START

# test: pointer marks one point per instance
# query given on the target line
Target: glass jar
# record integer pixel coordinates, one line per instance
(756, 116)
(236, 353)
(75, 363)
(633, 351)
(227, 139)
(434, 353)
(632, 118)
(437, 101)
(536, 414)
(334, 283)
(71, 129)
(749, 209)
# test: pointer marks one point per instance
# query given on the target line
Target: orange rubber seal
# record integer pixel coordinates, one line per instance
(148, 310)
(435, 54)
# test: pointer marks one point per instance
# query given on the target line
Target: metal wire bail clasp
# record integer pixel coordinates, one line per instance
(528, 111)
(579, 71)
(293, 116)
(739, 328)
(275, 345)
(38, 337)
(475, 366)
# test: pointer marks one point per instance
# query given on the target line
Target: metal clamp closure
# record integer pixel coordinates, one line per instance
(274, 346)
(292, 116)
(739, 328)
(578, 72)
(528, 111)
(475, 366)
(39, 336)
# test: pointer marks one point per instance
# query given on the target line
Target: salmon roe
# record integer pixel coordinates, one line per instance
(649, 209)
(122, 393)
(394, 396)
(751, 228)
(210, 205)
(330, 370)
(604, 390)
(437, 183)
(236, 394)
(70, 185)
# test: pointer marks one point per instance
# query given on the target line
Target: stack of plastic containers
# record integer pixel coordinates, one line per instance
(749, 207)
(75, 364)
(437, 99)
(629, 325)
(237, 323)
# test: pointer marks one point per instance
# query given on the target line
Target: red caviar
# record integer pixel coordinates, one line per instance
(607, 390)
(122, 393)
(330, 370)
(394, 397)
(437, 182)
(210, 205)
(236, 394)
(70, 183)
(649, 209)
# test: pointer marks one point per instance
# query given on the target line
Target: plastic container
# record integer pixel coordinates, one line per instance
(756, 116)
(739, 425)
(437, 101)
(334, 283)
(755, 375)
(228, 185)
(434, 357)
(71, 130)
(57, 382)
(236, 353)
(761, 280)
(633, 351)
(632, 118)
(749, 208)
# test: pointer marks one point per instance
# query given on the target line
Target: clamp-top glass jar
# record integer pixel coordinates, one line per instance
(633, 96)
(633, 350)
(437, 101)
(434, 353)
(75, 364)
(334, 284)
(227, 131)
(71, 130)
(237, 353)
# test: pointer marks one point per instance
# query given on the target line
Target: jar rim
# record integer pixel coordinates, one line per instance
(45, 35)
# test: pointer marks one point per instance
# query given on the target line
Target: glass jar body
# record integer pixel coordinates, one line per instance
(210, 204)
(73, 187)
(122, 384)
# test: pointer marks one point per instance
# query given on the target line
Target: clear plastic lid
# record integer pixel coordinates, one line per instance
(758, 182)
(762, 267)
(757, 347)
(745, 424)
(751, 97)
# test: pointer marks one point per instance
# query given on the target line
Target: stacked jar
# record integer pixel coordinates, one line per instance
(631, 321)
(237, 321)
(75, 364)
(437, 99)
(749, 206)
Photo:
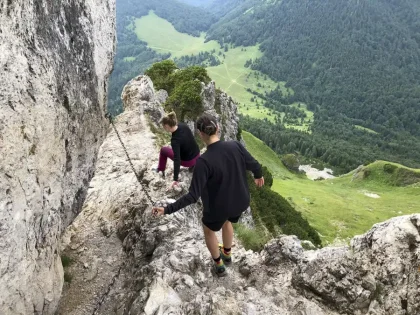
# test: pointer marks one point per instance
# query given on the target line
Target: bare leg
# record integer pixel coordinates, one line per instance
(211, 242)
(227, 234)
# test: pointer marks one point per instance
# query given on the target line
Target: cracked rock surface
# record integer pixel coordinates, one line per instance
(124, 261)
(55, 60)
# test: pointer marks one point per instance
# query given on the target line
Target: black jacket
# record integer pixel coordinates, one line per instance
(220, 180)
(184, 146)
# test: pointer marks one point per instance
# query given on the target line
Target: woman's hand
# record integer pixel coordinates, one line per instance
(158, 211)
(259, 182)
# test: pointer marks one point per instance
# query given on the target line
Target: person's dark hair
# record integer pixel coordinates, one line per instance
(207, 124)
(170, 120)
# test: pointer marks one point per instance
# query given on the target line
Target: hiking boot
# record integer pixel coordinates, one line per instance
(227, 259)
(220, 269)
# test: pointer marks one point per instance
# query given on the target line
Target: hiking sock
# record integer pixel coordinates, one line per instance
(226, 251)
(219, 267)
(218, 261)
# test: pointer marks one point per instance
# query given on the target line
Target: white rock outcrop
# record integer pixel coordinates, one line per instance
(55, 60)
(127, 262)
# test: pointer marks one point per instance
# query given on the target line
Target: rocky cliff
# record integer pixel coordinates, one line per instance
(124, 261)
(55, 60)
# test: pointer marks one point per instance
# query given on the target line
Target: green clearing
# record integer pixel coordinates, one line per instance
(341, 208)
(365, 129)
(308, 120)
(161, 36)
(231, 76)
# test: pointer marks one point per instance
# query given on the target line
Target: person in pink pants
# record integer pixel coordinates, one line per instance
(184, 150)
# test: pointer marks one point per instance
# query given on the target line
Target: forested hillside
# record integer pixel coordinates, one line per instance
(185, 18)
(353, 67)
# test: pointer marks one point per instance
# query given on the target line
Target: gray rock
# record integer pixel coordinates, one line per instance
(162, 266)
(56, 57)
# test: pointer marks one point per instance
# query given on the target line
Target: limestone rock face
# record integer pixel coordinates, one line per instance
(55, 59)
(125, 261)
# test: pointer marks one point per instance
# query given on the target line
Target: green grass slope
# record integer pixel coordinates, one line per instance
(348, 205)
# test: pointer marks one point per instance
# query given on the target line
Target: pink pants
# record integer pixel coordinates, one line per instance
(167, 152)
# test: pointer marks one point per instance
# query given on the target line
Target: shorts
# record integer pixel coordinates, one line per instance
(217, 225)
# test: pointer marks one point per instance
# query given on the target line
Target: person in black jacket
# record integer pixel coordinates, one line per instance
(220, 179)
(184, 150)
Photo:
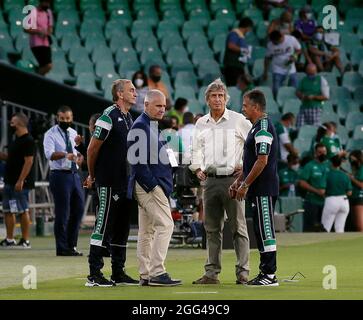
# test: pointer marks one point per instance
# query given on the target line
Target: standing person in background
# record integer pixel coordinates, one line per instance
(65, 183)
(313, 180)
(356, 161)
(108, 169)
(140, 81)
(282, 53)
(258, 182)
(336, 205)
(19, 178)
(237, 52)
(40, 36)
(155, 82)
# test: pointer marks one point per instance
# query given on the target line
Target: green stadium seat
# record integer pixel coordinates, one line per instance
(216, 27)
(352, 80)
(345, 106)
(186, 92)
(87, 82)
(353, 119)
(291, 105)
(191, 27)
(285, 93)
(185, 78)
(77, 53)
(358, 132)
(307, 132)
(354, 144)
(338, 94)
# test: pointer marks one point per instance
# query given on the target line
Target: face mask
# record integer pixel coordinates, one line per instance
(319, 36)
(322, 157)
(139, 83)
(155, 78)
(64, 125)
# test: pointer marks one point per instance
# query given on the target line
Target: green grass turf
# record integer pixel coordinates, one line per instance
(64, 277)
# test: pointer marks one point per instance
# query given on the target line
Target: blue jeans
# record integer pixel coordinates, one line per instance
(279, 79)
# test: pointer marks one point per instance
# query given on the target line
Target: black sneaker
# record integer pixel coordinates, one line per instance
(98, 281)
(124, 279)
(7, 243)
(164, 280)
(143, 282)
(263, 280)
(25, 244)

END

## STATED EXERCISE
Transcribe all of the entries word for word, but skip any pictures they contain.

## TASK OUTPUT
# test: pointer marks one point per instance
# query given on the target line
Target: glass jar
# record integer pixel coordinates, one line per instance
(756, 116)
(236, 353)
(75, 363)
(633, 351)
(227, 139)
(434, 353)
(632, 118)
(437, 101)
(536, 414)
(334, 283)
(71, 129)
(749, 209)
# test: pointer marks one point per instance
# query given on the target line
Target: orange rubber seal
# record integer pixel coordinates, one line per instance
(148, 310)
(435, 54)
# test: pointer marks one point per instance
# query given on the target line
Target: metal wire bail clasp
# record integer pixel coordinates, one line per instance
(528, 111)
(579, 71)
(293, 116)
(739, 328)
(275, 345)
(38, 337)
(475, 366)
# test: pointer marks one point per instance
# query given on the target line
Target: metal clamp closure
# record integer pixel coordinates, one line per instance
(274, 346)
(292, 116)
(739, 328)
(578, 72)
(528, 111)
(475, 366)
(39, 336)
# test: pointer marks one point per instance
# query given on the target line
Target: salmon roe
# record integer pixel coordinates, one line per instance
(649, 209)
(122, 393)
(394, 396)
(751, 228)
(210, 205)
(330, 370)
(604, 390)
(437, 183)
(236, 394)
(70, 185)
# test: pointer marks one point per instance
# query given on the target line
Target: stack of plastic containers
# record integer pixel coordinates, one line per instance
(749, 207)
(75, 364)
(437, 99)
(629, 325)
(237, 323)
# test: pointer marks one point per instance
# query given on the target line
Target: red caviar
# record integer pixel coordinates, one line per instance
(607, 390)
(122, 393)
(330, 370)
(394, 397)
(437, 182)
(210, 205)
(236, 394)
(70, 183)
(649, 209)
# test: pointer marks one point per instance
# query given on the target line
Target: plastic container
# record integer pixel coordinates, one line per instance
(756, 116)
(739, 425)
(437, 101)
(334, 283)
(755, 375)
(228, 185)
(434, 357)
(71, 130)
(57, 382)
(236, 353)
(761, 280)
(633, 351)
(632, 118)
(749, 208)
# test: pointer marks one point per instance
# query given on the target line
Target: clamp-top glass jar
# record integer pixel coordinates, one line per instance
(633, 96)
(633, 350)
(437, 101)
(434, 353)
(75, 364)
(334, 284)
(227, 131)
(71, 130)
(237, 353)
# test: pointer marks one point per instance
# query given on the target line
Target: jar rim
# record integer pixel coordinates, one line per instance
(45, 35)
# test: pointer marks one point per instance
# query given on the target line
Target: glass jar body
# record integer pixel coordinates, one line per instance
(210, 204)
(73, 187)
(122, 384)
# test: pointer marks one point per instance
# query given on the target line
Target: clear plastic lid
# record integer pixel coordinates, one line per instance
(758, 182)
(762, 267)
(757, 347)
(745, 424)
(751, 97)
# test: pointer marks one point per instance
# query given on the target line
Target: stacked jar
# record integer pixel coordinates, one line per instance
(631, 321)
(237, 321)
(75, 364)
(437, 99)
(749, 206)
Photo:
# test: pointer marks one point per instance
# query given on the target line
Target: bare leg
# record integer pixel coordinates, one line per instance
(211, 242)
(227, 234)
# test: pointer marks one point per instance
# query given on the target line
Target: cracked rock surface
# record integer pixel coordinates, one line per instance
(124, 261)
(55, 60)
# test: pointer marks one point per instance
# query given on the target line
Target: black jacket
# record integer pixel coordinates, one line per instance
(220, 180)
(184, 146)
# test: pointer marks one point per instance
# query given on the target line
Target: woman's hand
# record integer pixel coordinates, one line per instance
(158, 211)
(259, 182)
# test: pointer marks one point per instance
# query given on the target line
Target: person's dark hair
# record integer pixel coordinates, one line per instance
(207, 124)
(170, 120)
# test: pointer marks one point per instance
# query given on the target line
Target: hiking boot
# record integer pixel coordinates, one line per instance
(227, 259)
(220, 269)
# test: pointer marks one point per instance
# query given on the target line
Target: hiking sock
# record integer pixel coordinates, one line per instance
(226, 251)
(219, 267)
(218, 261)
# test: pointer marks one point per instance
# query given on the target line
Target: white rock outcrop
# record integer pixel coordinates, one line per instance
(55, 60)
(127, 262)
# test: pointer marks one point per instance
# query given on the target line
Target: rocky cliff
# record integer pixel coordinates, one line per instance
(124, 261)
(55, 60)
# test: pointer marks one point per instance
# query given on the target line
Target: green clearing
# record integer pixel coordinates, one line per instance
(341, 208)
(365, 129)
(308, 120)
(161, 36)
(231, 76)
# test: pointer marks one point per instance
# query given on the target line
Target: person in pink pants
# record integer pixel coordinates, one line per instance
(184, 150)
# test: pointer marks one point per instance
# query given on the target line
Target: forested hillside
# record integer pixel coordinates, one line per instance
(185, 18)
(353, 67)
# test: pointer marks one point per instance
# query given on the target line
Target: gray rock
# record integer pixel coordinates, one line per instance
(162, 266)
(56, 57)
# test: pointer marks one point per instance
# query given on the target line
Target: limestone rock face
# record integer pixel coordinates, one line per instance
(55, 59)
(125, 261)
# test: pointer marks one point per instance
# query given on the target line
Target: green grass slope
# record integer pixel coordinates, one line per instance
(348, 205)
# test: pointer marks one point per instance
# query given on the target line
Target: pink pants
# record integer pixel coordinates, one line per instance
(167, 152)
# test: pointer marks one point per instance
# query given on the target line
Target: shorts
# record integer pixel coordinates, one line per instance
(217, 225)
# test: pointer marks one point per instance
# query given on the target line
Target: person in black jacket
# record integer pixel coordinates, one line per instance
(220, 179)
(184, 150)
Photo:
# test: pointer marks one point per instance
# query given on the target line
Target: standing person in background
# record integer pixel coordinates, one line per instance
(65, 183)
(313, 180)
(356, 161)
(108, 169)
(140, 81)
(282, 53)
(258, 182)
(336, 205)
(19, 178)
(237, 52)
(40, 36)
(155, 82)
# test: pointer marks one point per instance
# query given on the target line
Target: green stadium seat
# record integer pixel coordinates, one line per instance
(216, 27)
(352, 80)
(345, 106)
(186, 92)
(87, 82)
(353, 119)
(291, 105)
(191, 27)
(285, 93)
(185, 78)
(77, 53)
(358, 132)
(307, 132)
(354, 144)
(338, 94)
# test: pointer marks one point per instance
# query given on the target line
Target: face mask
# record integer pixel coordinates, one line per instance
(319, 36)
(322, 157)
(139, 83)
(155, 78)
(64, 125)
# test: pointer marks one point per instance
# query given on the target line
Target: green grass turf
# record integer pixel coordinates, one line per instance
(64, 277)
# test: pointer marks one point per instance
# query given on the target line
Target: blue jeans
# record integer pixel coordinates, one line per instance
(279, 79)
# test: pointer marks one point per instance
# query given on the target line
Target: black sneaker
# record integer pixel coordinates, one line per instance
(98, 281)
(124, 279)
(7, 243)
(164, 280)
(143, 282)
(263, 280)
(25, 244)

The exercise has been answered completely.